# TASK STATEMENT
Each record has to be repeated exactly as given.

# INPUT RECORDS
┄┄┄┄┄┄┄┄┄┄┄┄┄┄┄┄┄┄┄┄
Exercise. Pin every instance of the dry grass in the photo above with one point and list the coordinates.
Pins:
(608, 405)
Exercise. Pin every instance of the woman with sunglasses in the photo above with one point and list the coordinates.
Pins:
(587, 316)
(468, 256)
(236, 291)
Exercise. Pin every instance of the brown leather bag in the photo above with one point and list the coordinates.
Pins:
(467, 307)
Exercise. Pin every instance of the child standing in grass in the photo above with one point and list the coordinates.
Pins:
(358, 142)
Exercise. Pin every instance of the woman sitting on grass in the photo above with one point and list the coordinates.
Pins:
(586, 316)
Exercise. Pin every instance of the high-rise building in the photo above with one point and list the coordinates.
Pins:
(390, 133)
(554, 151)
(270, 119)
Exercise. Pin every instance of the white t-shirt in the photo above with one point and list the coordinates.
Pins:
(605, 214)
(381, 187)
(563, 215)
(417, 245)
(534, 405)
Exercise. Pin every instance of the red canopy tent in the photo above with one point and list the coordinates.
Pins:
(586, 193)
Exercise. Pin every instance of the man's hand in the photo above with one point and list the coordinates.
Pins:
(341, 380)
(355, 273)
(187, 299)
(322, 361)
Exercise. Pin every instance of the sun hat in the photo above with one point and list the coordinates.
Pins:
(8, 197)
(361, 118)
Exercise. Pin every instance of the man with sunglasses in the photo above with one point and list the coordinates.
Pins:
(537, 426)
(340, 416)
┄┄┄┄┄┄┄┄┄┄┄┄┄┄┄┄┄┄┄┄
# SOLUTION FOR THIS EXERCISE
Exercise. Pin every instance of the dry grass in the photo above with one point and list the coordinates.
Pins:
(608, 405)
Exercise. Pin every instance of the woman with sunglasses in the photo above with one point and list the coordinates.
Pins:
(587, 316)
(468, 256)
(236, 291)
Exercise. Pin every instance of the brown leather bag in the photo above with one point and list the coordinates.
Pins:
(467, 307)
Exercise. Pin every instance of the child standing in grass in the photo above with one point and list the coordinates.
Pins:
(358, 142)
Exercise. Pin every instance of the woman sitting on grass in the photo above with one point and list the coordinates.
Pins:
(586, 316)
Exercise. Pin every instance of the high-rise building in the photo above with one point and list the coordinates.
Pins:
(390, 133)
(554, 151)
(270, 119)
Exercise. Pin every instance of the white t-shirt in the photo above with one point and list the coordinates.
Pins:
(605, 214)
(381, 187)
(563, 215)
(417, 245)
(534, 405)
Exercise. Pin every instance of the red canopy tent in the photo above with one point and list the coordinates.
Pins:
(586, 193)
Exercise. Pin every instance of the man's hand in the photo above with one point and list the coordinates.
Pins:
(341, 380)
(355, 273)
(187, 299)
(322, 361)
Exercise. Pin every instance of the sun hat in the photo above with one point and list the coordinates.
Pins:
(8, 197)
(361, 118)
Exercise. Pin every instance of the man with sunglasses in the photo above with one point and list the coordinates.
Pins:
(537, 426)
(340, 416)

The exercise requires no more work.